*Problem set*:
A: In the Kafka collection text, in which directory are Kafka logs stored by default?
B: The Kafka collection text lists steps for setting up log collection. Name all of them.
C: According to the Kafka collection text, what purpose does starting or reloading the telegraf service serve once the telegraf.conf file is finalized?
— start Supplied passage —
Here is an example telegraf.conf file. 

For all other parameters please see this doc for more properties that can be configured in the Telegraf agent globally.

  1. Restart Telegraf

Once you have finalized your telegraf.conf file, you can start or reload the telegraf service using instructions from their doc.

At this point, Kafka metrics should start flowing into Sumo Logic.

Step 2: Configure Collection of Kafka Logs on each Kafka Broker node

This section provides instructions for configuring log collection for Kafka running on a non-Kubernetes environment for the Sumo Logic App for Kafka. 

By default, Kafka logs are stored in a log file. Follow the instructions below to set up log collection:

  1. Configure logging on each Kafka Broker Node
  2. Configure an Installed Collector
  3. Configure a Source

Perform the steps outlined below for each Kafka Broker node

  • By default Kafka logs (server.log and controller.log) are stored in the directory: /opt/Kafka/kafka_<VERSION>/logs

To add an Installed collector, perform the steps as defined on the page Configure an Installed Collector.
— end Supplied passage —
— start Provided material —
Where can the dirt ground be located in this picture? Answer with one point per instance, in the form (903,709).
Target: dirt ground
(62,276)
— end Provided material —
*Exercise solutions*:
A: /opt/Kafka/kafka_<VERSION>/logs

B:
1. Configure logging on each Kafka Broker Node
2. Configure an Installed Collector
3. Configure a Source

C: Once the finalized telegraf.conf file is in place and the telegraf service has been started or reloaded, Kafka metrics should start flowing into Sumo Logic.